EXTRAIT DU TEXTE:

==========

Source : réponse au questionnaire budgétaire

Des efforts doivent à ce titre être salués avec notamment la décision de « socler » de façon pérenne une majoration de 15 millions d'euros du montant global de la dotation CNSA à compter de 2021 .

Pour les rapporteurs spéciaux, il convient cependant d'aller plus loin en menant un véritable travail de qualification et de quantification des moyens dont doit disposer une MDPH pour assurer ses missions convenablement . Un tel travail doit notamment faire le point sur les effectifs et la composition des équipes pluridisciplinaires évaluant les demandes , souvent trop réduites pour remplir l'objectif assigné d'analyse globale de la situation des demandeurs.

==========

DONNÉES FOURNIES:
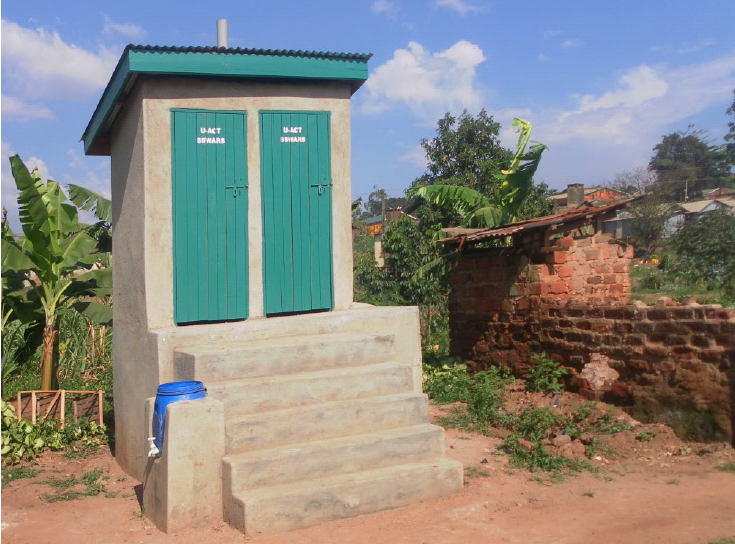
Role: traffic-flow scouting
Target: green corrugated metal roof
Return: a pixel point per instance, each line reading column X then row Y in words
column 214, row 62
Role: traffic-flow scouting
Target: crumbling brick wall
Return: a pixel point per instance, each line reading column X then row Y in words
column 674, row 364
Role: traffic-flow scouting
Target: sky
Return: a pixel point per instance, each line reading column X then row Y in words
column 600, row 81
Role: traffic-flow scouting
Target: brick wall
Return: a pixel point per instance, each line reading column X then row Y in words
column 674, row 364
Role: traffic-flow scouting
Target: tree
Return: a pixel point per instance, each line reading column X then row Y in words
column 636, row 181
column 730, row 137
column 37, row 269
column 503, row 205
column 409, row 248
column 376, row 200
column 465, row 152
column 685, row 164
column 705, row 250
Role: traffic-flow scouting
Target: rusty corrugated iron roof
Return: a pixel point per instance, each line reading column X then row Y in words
column 463, row 236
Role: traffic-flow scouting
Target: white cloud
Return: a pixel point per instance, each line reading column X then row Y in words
column 460, row 6
column 638, row 86
column 40, row 63
column 416, row 157
column 429, row 84
column 17, row 110
column 617, row 129
column 570, row 43
column 384, row 6
column 128, row 30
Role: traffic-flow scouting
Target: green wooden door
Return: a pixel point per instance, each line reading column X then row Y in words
column 296, row 184
column 210, row 215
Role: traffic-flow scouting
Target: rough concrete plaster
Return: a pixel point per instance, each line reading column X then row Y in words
column 142, row 221
column 183, row 487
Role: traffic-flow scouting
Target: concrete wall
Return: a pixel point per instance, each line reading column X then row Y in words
column 143, row 226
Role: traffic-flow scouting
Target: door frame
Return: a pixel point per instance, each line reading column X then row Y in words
column 328, row 115
column 244, row 314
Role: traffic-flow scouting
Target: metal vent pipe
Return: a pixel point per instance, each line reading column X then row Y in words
column 222, row 33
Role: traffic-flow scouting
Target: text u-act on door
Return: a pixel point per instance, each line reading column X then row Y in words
column 210, row 211
column 296, row 184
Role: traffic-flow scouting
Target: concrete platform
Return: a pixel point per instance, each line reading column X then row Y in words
column 323, row 417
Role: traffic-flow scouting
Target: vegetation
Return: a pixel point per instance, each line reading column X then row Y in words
column 502, row 204
column 705, row 251
column 22, row 440
column 18, row 473
column 545, row 374
column 38, row 269
column 91, row 483
column 526, row 432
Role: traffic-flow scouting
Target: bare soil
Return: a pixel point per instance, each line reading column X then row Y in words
column 643, row 491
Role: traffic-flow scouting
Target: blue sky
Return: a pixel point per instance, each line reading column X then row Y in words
column 601, row 81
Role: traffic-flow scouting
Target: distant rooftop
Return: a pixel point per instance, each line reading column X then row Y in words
column 235, row 63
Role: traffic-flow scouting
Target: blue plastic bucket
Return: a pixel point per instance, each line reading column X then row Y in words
column 168, row 393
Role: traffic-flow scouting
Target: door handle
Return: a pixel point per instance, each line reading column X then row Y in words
column 235, row 189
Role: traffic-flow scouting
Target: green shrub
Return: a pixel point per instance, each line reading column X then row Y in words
column 24, row 440
column 544, row 376
column 20, row 439
column 447, row 383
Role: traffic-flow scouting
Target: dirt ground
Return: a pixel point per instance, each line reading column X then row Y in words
column 657, row 491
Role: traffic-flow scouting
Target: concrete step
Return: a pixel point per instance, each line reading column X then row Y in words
column 263, row 430
column 325, row 458
column 287, row 391
column 302, row 504
column 274, row 356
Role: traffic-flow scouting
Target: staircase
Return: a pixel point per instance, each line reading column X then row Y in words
column 320, row 427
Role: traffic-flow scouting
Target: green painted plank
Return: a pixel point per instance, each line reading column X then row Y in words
column 241, row 252
column 326, row 163
column 230, row 198
column 192, row 226
column 178, row 173
column 299, row 203
column 314, row 242
column 214, row 257
column 286, row 219
column 201, row 219
column 218, row 150
column 270, row 291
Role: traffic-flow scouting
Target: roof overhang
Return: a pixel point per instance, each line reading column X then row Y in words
column 202, row 62
column 465, row 236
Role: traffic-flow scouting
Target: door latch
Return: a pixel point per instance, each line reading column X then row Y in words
column 235, row 189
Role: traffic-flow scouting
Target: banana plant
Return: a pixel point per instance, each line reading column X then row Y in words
column 477, row 210
column 38, row 268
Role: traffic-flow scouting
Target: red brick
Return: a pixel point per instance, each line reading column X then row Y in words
column 592, row 254
column 558, row 257
column 567, row 241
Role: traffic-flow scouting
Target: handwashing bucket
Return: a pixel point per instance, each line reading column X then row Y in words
column 165, row 395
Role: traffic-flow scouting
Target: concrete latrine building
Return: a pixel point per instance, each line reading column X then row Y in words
column 233, row 266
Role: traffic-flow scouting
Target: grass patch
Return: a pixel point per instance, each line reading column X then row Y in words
column 10, row 475
column 726, row 467
column 91, row 481
column 475, row 472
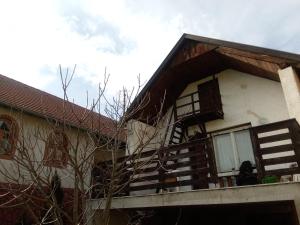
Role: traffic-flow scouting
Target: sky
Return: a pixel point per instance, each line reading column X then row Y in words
column 127, row 38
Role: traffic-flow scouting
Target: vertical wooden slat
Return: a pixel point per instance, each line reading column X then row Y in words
column 257, row 153
column 211, row 160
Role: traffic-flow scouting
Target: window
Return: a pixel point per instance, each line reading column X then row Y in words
column 232, row 148
column 56, row 151
column 8, row 136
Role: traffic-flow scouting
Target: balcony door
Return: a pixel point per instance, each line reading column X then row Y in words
column 231, row 149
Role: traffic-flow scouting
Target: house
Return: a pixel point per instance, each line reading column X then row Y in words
column 222, row 104
column 41, row 135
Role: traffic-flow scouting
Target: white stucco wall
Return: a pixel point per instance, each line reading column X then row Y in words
column 29, row 126
column 290, row 82
column 246, row 98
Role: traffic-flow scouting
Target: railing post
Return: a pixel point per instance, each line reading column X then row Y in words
column 257, row 154
column 193, row 107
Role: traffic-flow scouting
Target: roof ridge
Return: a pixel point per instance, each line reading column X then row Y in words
column 47, row 94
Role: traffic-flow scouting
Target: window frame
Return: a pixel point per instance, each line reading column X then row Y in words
column 13, row 137
column 62, row 163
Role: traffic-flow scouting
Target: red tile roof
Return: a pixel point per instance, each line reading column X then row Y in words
column 20, row 96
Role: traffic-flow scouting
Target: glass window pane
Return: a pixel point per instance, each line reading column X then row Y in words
column 244, row 146
column 224, row 152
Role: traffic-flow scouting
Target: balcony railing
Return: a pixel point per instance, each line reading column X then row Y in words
column 192, row 165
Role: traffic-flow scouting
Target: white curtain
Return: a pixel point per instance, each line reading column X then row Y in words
column 224, row 152
column 244, row 146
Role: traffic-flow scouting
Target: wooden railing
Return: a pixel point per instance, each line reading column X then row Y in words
column 189, row 164
column 192, row 165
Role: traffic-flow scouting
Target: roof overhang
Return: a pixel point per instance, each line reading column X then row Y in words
column 194, row 58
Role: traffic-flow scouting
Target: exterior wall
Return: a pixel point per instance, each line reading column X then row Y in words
column 30, row 126
column 246, row 98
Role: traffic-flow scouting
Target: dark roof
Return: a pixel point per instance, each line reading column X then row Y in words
column 194, row 57
column 19, row 96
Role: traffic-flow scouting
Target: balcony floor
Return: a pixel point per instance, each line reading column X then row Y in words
column 233, row 195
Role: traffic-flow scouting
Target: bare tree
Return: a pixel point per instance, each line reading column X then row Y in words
column 55, row 153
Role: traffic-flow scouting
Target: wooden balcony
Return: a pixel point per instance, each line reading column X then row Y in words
column 192, row 165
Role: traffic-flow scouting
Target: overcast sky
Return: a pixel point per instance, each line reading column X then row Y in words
column 128, row 37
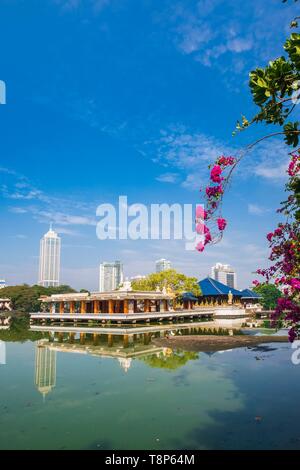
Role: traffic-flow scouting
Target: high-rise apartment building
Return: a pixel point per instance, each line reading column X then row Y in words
column 110, row 276
column 162, row 265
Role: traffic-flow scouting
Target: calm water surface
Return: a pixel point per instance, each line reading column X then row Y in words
column 115, row 391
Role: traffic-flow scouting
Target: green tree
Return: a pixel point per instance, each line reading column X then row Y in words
column 269, row 294
column 178, row 283
column 25, row 298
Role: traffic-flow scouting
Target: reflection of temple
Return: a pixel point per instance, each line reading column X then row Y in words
column 125, row 363
column 45, row 368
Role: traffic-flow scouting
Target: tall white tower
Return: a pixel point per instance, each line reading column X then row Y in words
column 111, row 276
column 225, row 274
column 162, row 265
column 49, row 259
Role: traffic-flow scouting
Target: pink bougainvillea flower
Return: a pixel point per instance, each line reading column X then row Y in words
column 200, row 228
column 208, row 238
column 200, row 246
column 222, row 224
column 215, row 174
column 292, row 335
column 213, row 191
column 295, row 283
column 226, row 161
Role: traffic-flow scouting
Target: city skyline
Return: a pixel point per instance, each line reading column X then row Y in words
column 110, row 126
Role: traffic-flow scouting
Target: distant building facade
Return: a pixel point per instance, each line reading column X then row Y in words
column 162, row 265
column 49, row 269
column 110, row 276
column 224, row 274
column 139, row 277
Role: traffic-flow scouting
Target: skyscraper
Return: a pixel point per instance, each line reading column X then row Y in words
column 111, row 276
column 162, row 265
column 49, row 259
column 225, row 274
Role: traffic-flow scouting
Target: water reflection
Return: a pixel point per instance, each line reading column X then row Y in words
column 124, row 347
column 126, row 393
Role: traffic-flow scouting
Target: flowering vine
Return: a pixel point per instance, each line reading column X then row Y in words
column 275, row 91
column 284, row 241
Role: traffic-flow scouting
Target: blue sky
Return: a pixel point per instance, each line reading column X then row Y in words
column 133, row 97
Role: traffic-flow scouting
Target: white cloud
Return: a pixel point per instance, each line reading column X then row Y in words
column 209, row 30
column 255, row 209
column 63, row 218
column 168, row 178
column 270, row 172
column 71, row 5
column 270, row 160
column 189, row 152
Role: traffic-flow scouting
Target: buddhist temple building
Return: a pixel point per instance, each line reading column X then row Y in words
column 216, row 293
column 114, row 302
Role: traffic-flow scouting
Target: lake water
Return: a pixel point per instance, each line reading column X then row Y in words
column 116, row 391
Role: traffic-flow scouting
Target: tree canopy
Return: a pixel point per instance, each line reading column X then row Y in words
column 172, row 280
column 275, row 89
column 25, row 298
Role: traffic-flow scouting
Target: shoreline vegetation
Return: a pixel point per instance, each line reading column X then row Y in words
column 214, row 343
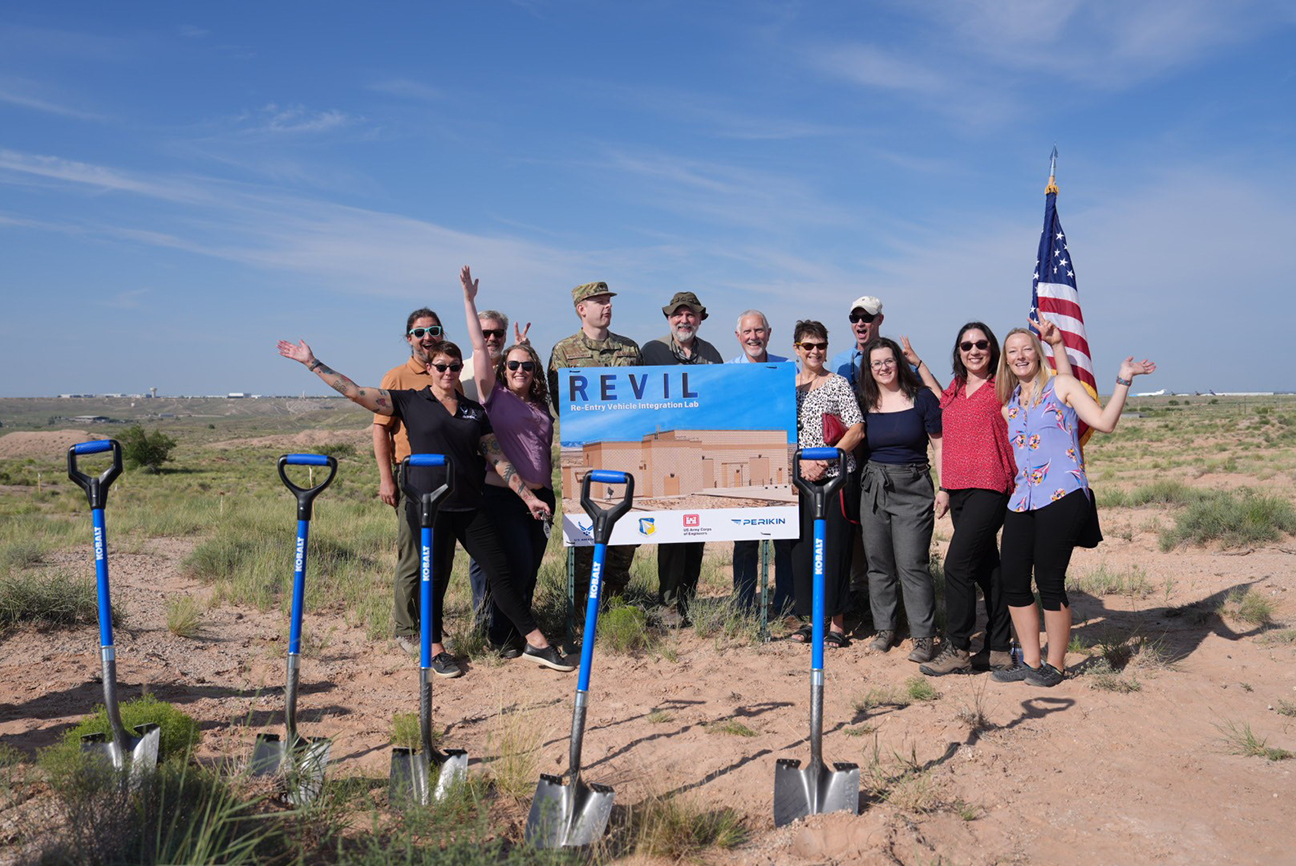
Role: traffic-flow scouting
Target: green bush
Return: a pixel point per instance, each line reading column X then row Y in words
column 1231, row 519
column 144, row 449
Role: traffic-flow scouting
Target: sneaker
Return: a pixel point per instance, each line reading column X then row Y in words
column 924, row 648
column 986, row 659
column 445, row 665
column 1045, row 676
column 883, row 641
column 548, row 656
column 951, row 660
column 1014, row 674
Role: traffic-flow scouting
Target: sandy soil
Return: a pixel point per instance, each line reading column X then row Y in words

==========

EXERCICES:
(a) Indiquez si chacune des affirmations suivantes est conforme à l'extrait sur les moyens des MDPH, en répondant par oui ou par non et en citant les mots exacts du texte qui le justifient : (i) la majoration de 15 millions d'euros de la dotation CNSA s'applique à compter de 2021 ; (ii) les rapporteurs spéciaux jugent suffisants les efforts déjà engagés ; (iii) les équipes pluridisciplinaires sont souvent jugées trop nombreuses.
(b) Rédigez la suite de l'extrait sur les moyens des MDPH, à partir de sa dernière phrase.

RÉPONSES PAR EXERCICE:
(a)
(i) Oui : « à compter de 2021 ».
(ii) Non : « il convient cependant d'aller plus loin ».
(iii) Non : « souvent trop réduites ».

(b)
Dans son rapport précité relatif à l'AAH, la Cour des comptes a relevé que, dans les faits, ces « équipes pluridisciplinaires » étaient dans la majorité des cas limitées à une personne ou à un binôme, souvent constitué au demeurant d'un seul profil évaluateur et complété par un profil administratif, les formations plus larges étaient réservées aux cas les plus complexes. Une part importante des MDPH fait également face à un déficit de compétences pour la constitution des équipes pluridisciplinaires : plus de 40 % des MDPH ne bénéficient pas du concours de psychologues, alors même que les déficiences du psychisme constituent, après les déficiences motrices, les troubles les plus représentés parmi les usagers des MDPH (toutes prestations confondues)

Ainsi, si le renforcement annoncé des moyens est bienvenu, seul un référentiel détaillé des objectifs, des tâches et des charges des MDPH permettrait de déterminer une projection financière objective et soutenable.

Recommandation n° 3 : mener un travail de qualification et de quantification des compétences dont doit disposer une MDPH pour assurer ses missions convenablement, en portant un diagnostic précis sur les effectifs et la composition des équipes pluridisciplinaires dans les MDPH.

2. Un soutien accru doit être apporté aux MDPH les plus en difficulté

Les rapporteurs spéciaux ont en outre pu constater d'importantes inégalités de moyens entre les MDPH eu égard à leurs charges.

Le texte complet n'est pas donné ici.